> **TASK TO COMPLETE**
Go through the data below and switch every "pixel-accurate" to "tight", keeping everything else the same. Omit the pictures from your version.

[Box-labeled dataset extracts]

──────

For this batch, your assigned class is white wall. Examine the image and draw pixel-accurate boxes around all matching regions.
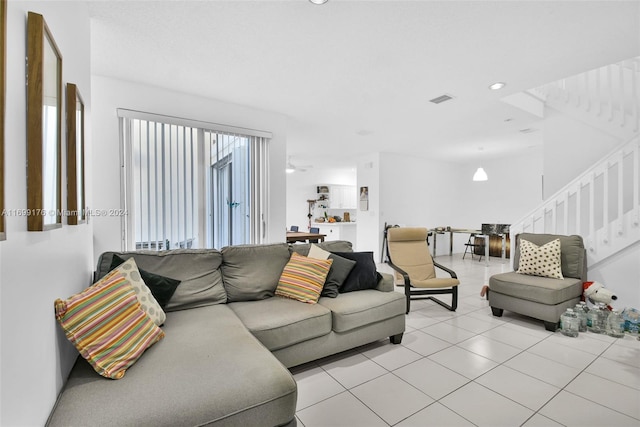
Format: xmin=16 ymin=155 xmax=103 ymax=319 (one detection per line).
xmin=376 ymin=149 xmax=542 ymax=255
xmin=355 ymin=153 xmax=384 ymax=262
xmin=286 ymin=164 xmax=357 ymax=230
xmin=91 ymin=75 xmax=286 ymax=264
xmin=0 ymin=1 xmax=93 ymax=426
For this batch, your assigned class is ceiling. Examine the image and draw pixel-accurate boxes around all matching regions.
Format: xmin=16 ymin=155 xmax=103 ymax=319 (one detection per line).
xmin=89 ymin=0 xmax=640 ymax=164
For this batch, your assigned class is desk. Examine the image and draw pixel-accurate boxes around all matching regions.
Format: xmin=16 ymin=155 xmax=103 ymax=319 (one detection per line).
xmin=431 ymin=227 xmax=482 ymax=256
xmin=431 ymin=227 xmax=509 ymax=265
xmin=287 ymin=231 xmax=326 ymax=243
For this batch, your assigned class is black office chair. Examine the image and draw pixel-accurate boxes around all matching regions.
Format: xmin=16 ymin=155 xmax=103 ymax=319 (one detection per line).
xmin=309 ymin=227 xmax=320 ymax=243
xmin=462 ymin=233 xmax=484 ymax=261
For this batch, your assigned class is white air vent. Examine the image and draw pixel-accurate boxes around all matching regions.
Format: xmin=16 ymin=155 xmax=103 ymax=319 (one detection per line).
xmin=429 ymin=93 xmax=453 ymax=104
xmin=518 ymin=128 xmax=538 ymax=133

──────

> **TASK RESULT**
For this batch, your assigned class is white wall. Examine the image and draw tight boxes around all matching regions.
Format: xmin=16 ymin=155 xmax=103 ymax=319 (one detection per line).
xmin=376 ymin=149 xmax=542 ymax=255
xmin=355 ymin=153 xmax=384 ymax=262
xmin=286 ymin=164 xmax=357 ymax=230
xmin=91 ymin=75 xmax=286 ymax=264
xmin=0 ymin=1 xmax=93 ymax=426
For this batch, your assigned class is ceiling. Examine the image and draw tight boxes around all matching regions.
Format: xmin=16 ymin=155 xmax=103 ymax=319 (one detection per line).
xmin=89 ymin=0 xmax=640 ymax=164
For this batch, your assigned class is desk. Examine the image and draw tight boxes around all matching regions.
Format: xmin=16 ymin=155 xmax=103 ymax=319 (one detection per line).
xmin=431 ymin=227 xmax=482 ymax=256
xmin=431 ymin=227 xmax=509 ymax=265
xmin=287 ymin=231 xmax=326 ymax=243
For this batch, your assigned class is black office chair. Examine the image and draw tight boxes around all matching regions.
Format: xmin=16 ymin=155 xmax=103 ymax=319 (one detection per line).
xmin=309 ymin=227 xmax=320 ymax=243
xmin=462 ymin=233 xmax=484 ymax=261
For this batch, your assigned class is white air vent. Examine the image and draw tight boxes around all matching regions.
Format: xmin=16 ymin=155 xmax=103 ymax=319 (one detection per line).
xmin=429 ymin=93 xmax=453 ymax=104
xmin=518 ymin=128 xmax=538 ymax=133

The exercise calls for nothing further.